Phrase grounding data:
————————
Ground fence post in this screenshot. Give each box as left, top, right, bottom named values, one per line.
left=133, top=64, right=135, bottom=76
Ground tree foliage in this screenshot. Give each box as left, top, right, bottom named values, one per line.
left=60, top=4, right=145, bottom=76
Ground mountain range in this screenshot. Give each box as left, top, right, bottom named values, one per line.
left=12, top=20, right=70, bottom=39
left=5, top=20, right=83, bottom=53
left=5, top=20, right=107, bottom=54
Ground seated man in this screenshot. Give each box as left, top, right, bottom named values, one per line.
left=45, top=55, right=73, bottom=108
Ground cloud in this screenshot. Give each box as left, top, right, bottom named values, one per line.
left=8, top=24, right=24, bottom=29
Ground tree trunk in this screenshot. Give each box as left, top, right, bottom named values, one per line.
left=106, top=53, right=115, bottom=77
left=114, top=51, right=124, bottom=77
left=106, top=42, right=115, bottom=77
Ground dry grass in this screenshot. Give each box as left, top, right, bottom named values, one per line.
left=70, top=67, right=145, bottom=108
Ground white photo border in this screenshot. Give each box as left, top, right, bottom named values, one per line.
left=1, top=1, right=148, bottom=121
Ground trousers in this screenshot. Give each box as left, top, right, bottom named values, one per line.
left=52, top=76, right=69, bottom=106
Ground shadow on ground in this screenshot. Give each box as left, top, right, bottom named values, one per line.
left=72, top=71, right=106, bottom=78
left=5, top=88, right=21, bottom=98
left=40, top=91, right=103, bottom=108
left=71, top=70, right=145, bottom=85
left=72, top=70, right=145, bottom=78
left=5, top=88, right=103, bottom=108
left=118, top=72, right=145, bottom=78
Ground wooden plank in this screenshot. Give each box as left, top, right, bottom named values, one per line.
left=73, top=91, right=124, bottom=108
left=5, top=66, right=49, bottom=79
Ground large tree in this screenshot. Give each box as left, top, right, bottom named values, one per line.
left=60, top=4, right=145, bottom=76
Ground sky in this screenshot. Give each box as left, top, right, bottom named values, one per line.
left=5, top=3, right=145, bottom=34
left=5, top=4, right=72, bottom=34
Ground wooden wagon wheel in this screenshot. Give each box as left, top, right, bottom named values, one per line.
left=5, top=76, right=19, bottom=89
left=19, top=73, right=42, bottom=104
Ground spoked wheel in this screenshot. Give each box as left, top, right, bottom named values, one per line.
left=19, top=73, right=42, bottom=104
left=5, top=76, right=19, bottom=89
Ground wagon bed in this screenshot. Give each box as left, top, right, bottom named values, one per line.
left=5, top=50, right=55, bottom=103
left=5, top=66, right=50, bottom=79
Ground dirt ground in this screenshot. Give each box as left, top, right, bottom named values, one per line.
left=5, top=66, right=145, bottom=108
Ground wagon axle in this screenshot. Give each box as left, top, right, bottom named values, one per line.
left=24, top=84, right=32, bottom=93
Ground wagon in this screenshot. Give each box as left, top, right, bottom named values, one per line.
————————
How to complete this task:
With nothing left out, print the data above exactly.

Worked solution:
Ground fence post in this screenshot. Give each box as left, top, right, bottom named values, one per line.
left=133, top=64, right=135, bottom=76
Ground tree foliage in this screenshot. Give each box as left, top, right, bottom named values, one per line.
left=60, top=4, right=145, bottom=76
Ground mountain range in this screenshot. Give each box as left, top, right, bottom named values, one per line.
left=12, top=20, right=70, bottom=39
left=5, top=20, right=83, bottom=53
left=5, top=20, right=107, bottom=54
Ground seated man in this screenshot. Give each box as left, top, right, bottom named values, one per line.
left=45, top=55, right=73, bottom=108
Ground cloud in this screenshot. Give each box as left, top, right, bottom named values, one per line.
left=8, top=24, right=24, bottom=29
Ground tree trunk in this screenshot. Give each box as left, top, right, bottom named values, one per line.
left=106, top=53, right=115, bottom=77
left=114, top=51, right=124, bottom=77
left=106, top=42, right=115, bottom=77
Ground dry grass in this screenshot. Give each box as left, top, right, bottom named values, one per line.
left=70, top=67, right=145, bottom=108
Ground white photo border in this screenshot. Give each box as left, top, right, bottom named values, one per line.
left=1, top=1, right=148, bottom=121
Ground trousers in this screenshot. Give each box as left, top, right, bottom named values, one per line.
left=52, top=76, right=69, bottom=106
Ground shadow on ground in this screenshot. Give each box as left, top, right, bottom named values, one per line.
left=72, top=71, right=106, bottom=78
left=5, top=88, right=21, bottom=98
left=40, top=91, right=103, bottom=108
left=71, top=70, right=145, bottom=85
left=72, top=70, right=145, bottom=78
left=5, top=88, right=103, bottom=108
left=118, top=72, right=145, bottom=78
Ground wooden plank in this screenshot. Give each box as left, top, right, bottom named values, one per line.
left=73, top=91, right=124, bottom=108
left=5, top=66, right=49, bottom=79
Ground large tree in this screenshot. Give each box as left, top, right, bottom named values, one per line.
left=60, top=4, right=145, bottom=76
Ground sky in this screenshot. Give each box as left, top, right, bottom named values, one per line.
left=5, top=3, right=145, bottom=34
left=5, top=4, right=72, bottom=34
Ground wooden wagon wheel in this screenshot. Give each box as left, top, right, bottom named values, one per line.
left=5, top=76, right=19, bottom=89
left=19, top=73, right=42, bottom=104
Ground spoked wheel in this screenshot. Give each box as left, top, right, bottom named values, one per line.
left=19, top=73, right=42, bottom=104
left=5, top=76, right=19, bottom=89
Ground wagon bed in this screenshot. Give each box as left, top, right, bottom named values, one per line.
left=5, top=50, right=55, bottom=103
left=5, top=66, right=50, bottom=79
Ground dirt ground in this screenshot. Give each box as left, top, right, bottom named values, one per line.
left=5, top=66, right=145, bottom=108
Ground wagon axle in this screenshot. Give each box as left, top, right, bottom named values, one per line.
left=24, top=84, right=32, bottom=93
Ground wagon in this screenshot. Give each box as left, top, right, bottom named values, one per line.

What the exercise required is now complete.